(Job): Can you copy, word for word, the part of the kernel mailing-list reply starting at "I agree that" and ending at "warning since c16816acd086."?

[<prev] [next>] [<thread-prev] [thread-next>] [day] [month] [year] [list]
Message-ID: <Ynpzb5L53iGex14D@FVFF77S0Q05N>
Date: Tue, 10 May 2022 15:15:11 +0100
From: Mark Rutland <mark.rutland@....com>
To: Lukas Wunner <lukas@...ner.de>
Cc: maz@...nel.org, Linus Walleij <linus.walleij@...aro.org>,
Bartosz Golaszewski <brgl@...ev.pl>,
linux-gpio@...r.kernel.org,
Octavian Purdila <octavian.purdila@....com>,
linux-kernel@...r.kernel.org, aou@...s.berkeley.edu,
catalin.marinas@....com, deanbo422@...il.com, green.hu@...il.com,
guoren@...nel.org, jonas@...thpole.se, kernelfans@...il.com,
linux-arm-kernel@...ts.infradead.org, linux@...linux.org.uk,
nickhu@...estech.com, palmer@...belt.com, paul.walmsley@...ive.com,
shorne@...il.com, stefan.kristiansson@...nalahti.fi,
tglx@...utronix.de, tsbogend@...ha.franken.de, vgupta@...nel.org,
vladimir.murzin@....com, will@...nel.org
Subject: Re: [PATCH v2 17/17] irq: remove handle_domain_{irq,nmi}()
On Tue, May 10, 2022 at 02:13:20PM +0200, Lukas Wunner wrote:
> On Mon, May 09, 2022 at 09:54:21AM +0100, Mark Rutland wrote:
> > On Fri, May 06, 2022 at 10:32:42PM +0200, Lukas Wunner wrote:
> > > On Tue, Oct 26, 2021 at 10:25:04AM +0100, Mark Rutland wrote:
> > > > int generic_handle_domain_irq(struct irq_domain *domain, unsigned int hwirq)
> > > > {
> > > > + WARN_ON_ONCE(!in_irq());
> > > > return handle_irq_desc(irq_resolve_mapping(domain, hwirq));
> > > > }
> > > > EXPORT_SYMBOL_GPL(generic_handle_domain_irq);
> > >
> > > Why isn't the WARN_ON_ONCE() conditional on handle_enforce_irqctx()?
> > > (See handle_irq_desc() and c16816acd086.)
> >
> > I did this for consistency with the in_nmi() check in
> > generic_handle_domain_nmi(); I was unaware of commit c16816acd086 and
> > IRQD_HANDLE_ENFORCE_IRQCTX.
>
> Actually, since you're mentioning the in_nmi() check, I suspect
> there's another problem here:
>
> generic_handle_domain_nmi() warns if !in_nmi(), then calls down
> to handle_irq_desc() which warns if !in_hardirq(). Doesn't this
> cause a false-positive !in_hardirq() warning for a NMI on GIC/GICv3?
I agree that doesn't look right.
> The only driver calling request_nmi() or request_percpu_nmi() is
> drivers/perf/arm_pmu.c. So that's the only one affected.
> You may want to test if that driver indeed exhibits such a
> false-positive warning since c16816acd086.

(Location labeling records)

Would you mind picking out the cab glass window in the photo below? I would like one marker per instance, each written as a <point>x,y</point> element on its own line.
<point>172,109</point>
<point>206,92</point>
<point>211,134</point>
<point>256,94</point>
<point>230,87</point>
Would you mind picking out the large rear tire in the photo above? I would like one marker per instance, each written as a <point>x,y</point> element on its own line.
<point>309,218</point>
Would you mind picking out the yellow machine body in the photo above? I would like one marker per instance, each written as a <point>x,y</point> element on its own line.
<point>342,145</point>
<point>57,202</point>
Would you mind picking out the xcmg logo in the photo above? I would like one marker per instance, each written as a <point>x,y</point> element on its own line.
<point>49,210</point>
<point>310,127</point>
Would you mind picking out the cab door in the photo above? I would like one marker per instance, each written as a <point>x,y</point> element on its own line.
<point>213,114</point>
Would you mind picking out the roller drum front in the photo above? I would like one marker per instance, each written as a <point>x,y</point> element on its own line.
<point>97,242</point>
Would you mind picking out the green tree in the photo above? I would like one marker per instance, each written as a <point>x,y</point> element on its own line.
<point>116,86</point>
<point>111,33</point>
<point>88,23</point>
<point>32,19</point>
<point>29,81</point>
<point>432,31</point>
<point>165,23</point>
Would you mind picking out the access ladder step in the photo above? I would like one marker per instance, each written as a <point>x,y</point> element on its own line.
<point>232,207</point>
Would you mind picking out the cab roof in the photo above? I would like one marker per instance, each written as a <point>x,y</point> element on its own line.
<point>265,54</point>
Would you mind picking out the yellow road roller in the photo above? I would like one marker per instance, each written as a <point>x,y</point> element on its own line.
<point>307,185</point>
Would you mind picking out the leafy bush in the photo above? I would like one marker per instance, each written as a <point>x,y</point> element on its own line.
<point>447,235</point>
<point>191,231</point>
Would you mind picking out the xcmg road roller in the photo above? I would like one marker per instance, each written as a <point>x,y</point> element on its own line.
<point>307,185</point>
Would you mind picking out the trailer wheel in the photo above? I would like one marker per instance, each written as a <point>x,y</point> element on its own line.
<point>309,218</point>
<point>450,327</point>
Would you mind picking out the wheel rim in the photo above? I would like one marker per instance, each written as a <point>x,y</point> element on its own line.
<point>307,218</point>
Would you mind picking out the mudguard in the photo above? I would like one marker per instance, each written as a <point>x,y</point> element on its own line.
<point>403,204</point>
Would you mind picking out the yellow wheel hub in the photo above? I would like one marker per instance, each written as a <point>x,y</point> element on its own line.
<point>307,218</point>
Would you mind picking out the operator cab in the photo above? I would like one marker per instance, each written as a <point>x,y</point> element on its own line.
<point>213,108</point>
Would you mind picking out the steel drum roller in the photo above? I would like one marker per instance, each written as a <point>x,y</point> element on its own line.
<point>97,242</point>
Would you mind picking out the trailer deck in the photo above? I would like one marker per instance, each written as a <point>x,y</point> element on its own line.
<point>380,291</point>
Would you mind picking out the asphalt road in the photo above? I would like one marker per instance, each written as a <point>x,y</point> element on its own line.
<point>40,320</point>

(Reply):
I agree that doesn't look right.
> The only driver calling request_nmi() or request_percpu_nmi() is
> drivers/perf/arm_pmu.c. So that's the only one affected.
> You may want to test if that driver indeed exhibits such a
> false-positive warning since c16816acd086.